** Source excerpt **
□ □ □ □

To apply the predicted routing information to the UAV swarm network for routing path determination, a routing prediction strategy based on the combination of PIO and NN (PIONN) is proposed. The strategy includes offline training and routing prediction. In offline training, the states of the UAV swarm and network are used as the prior information for precise prediction. The PIO method is applied to find the optimal weight matrices of the NN-based routing prediction model, which can reduce the computational complexity and can avoid a differential in the learning process. In routing prediction, the matrix of the hop count index function is calculated according to the PIONN routing prediction (PIONNRP) model.

The remainder of this paper is organized as follows: in Sect. 2, the features of UAV movement are extracted as the prior information for the routing prediction model, and the PIONN framework is designed. In Sect. 3, the routing prediction strategy based on PIONN is presented. In Sect. 4, simulations are conducted to evaluate the performance of PIONNRP. Section 5 presents the conclusions of this paper.

□ □ □ □

** Image point annotation data **
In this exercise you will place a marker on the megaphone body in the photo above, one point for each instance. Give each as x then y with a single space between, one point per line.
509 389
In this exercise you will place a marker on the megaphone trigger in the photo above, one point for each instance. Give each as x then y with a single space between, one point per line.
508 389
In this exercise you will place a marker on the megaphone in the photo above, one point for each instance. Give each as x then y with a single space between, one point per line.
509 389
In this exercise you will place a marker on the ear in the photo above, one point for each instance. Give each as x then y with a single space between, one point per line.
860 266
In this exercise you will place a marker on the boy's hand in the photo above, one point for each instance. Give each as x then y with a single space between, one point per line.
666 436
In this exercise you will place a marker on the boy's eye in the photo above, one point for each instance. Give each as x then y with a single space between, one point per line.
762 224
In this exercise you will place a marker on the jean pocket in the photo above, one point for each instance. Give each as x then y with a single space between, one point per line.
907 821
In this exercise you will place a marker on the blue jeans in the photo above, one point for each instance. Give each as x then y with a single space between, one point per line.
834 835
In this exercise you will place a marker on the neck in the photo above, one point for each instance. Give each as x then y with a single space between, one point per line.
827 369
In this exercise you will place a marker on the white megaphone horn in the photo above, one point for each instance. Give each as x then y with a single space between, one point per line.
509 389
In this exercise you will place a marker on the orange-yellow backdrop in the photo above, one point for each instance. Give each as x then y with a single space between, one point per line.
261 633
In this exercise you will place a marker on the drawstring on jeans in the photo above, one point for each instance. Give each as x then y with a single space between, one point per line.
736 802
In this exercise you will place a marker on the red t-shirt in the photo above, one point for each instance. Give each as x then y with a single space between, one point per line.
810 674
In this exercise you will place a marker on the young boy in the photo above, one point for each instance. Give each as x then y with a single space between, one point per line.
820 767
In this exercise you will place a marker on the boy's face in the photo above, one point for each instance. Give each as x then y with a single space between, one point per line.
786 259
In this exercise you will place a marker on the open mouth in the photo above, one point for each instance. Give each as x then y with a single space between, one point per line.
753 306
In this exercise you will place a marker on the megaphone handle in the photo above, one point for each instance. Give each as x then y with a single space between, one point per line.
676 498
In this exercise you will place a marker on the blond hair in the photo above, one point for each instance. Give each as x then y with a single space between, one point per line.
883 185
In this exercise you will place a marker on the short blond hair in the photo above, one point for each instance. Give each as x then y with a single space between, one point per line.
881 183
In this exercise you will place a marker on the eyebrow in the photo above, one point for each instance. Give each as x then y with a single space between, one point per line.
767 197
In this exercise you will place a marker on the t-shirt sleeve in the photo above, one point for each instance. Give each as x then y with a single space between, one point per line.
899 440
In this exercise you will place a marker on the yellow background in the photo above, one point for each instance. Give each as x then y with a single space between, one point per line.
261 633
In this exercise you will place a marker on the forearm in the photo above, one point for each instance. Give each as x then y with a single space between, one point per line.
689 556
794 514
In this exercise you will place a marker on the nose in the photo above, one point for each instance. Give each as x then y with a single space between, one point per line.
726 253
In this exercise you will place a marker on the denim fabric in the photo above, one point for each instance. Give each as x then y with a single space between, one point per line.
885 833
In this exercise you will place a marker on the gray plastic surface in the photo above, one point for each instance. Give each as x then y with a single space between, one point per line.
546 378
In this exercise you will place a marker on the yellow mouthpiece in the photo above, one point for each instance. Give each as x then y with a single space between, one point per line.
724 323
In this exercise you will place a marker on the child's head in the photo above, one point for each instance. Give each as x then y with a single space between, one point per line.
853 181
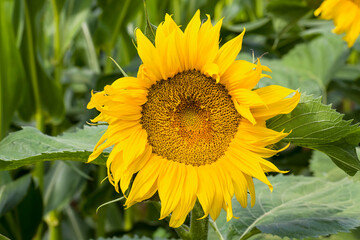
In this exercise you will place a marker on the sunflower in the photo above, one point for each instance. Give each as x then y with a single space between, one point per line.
189 125
346 15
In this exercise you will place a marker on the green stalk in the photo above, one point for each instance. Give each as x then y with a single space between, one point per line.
57 48
54 225
259 8
39 115
182 231
198 227
118 24
101 215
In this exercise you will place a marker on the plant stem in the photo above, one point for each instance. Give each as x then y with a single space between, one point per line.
198 227
54 225
215 228
100 220
57 48
39 115
182 231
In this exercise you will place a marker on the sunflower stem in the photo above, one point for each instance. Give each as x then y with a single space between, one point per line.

□ □ □ □

** Your instructions **
In the UAV routing passage, could you extract, word for word, the part that opens with the words containing "To apply the" and closes with "prediction (PIONNRP) model."? This data is separate from the UAV routing passage.

** The reply **
To apply the predicted routing information to the UAV swarm network for routing path determination, a routing prediction strategy based on the combination of PIO and NN (PIONN) is proposed. The strategy includes offline training and routing prediction. In offline training, the states of the UAV swarm and network are used as the prior information for precise prediction. The PIO method is applied to find the optimal weight matrices of the NN-based routing prediction model, which can reduce the computational complexity and can avoid a differential in the learning process. In routing prediction, the matrix of the hop count index function is calculated according to the PIONN routing prediction (PIONNRP) model.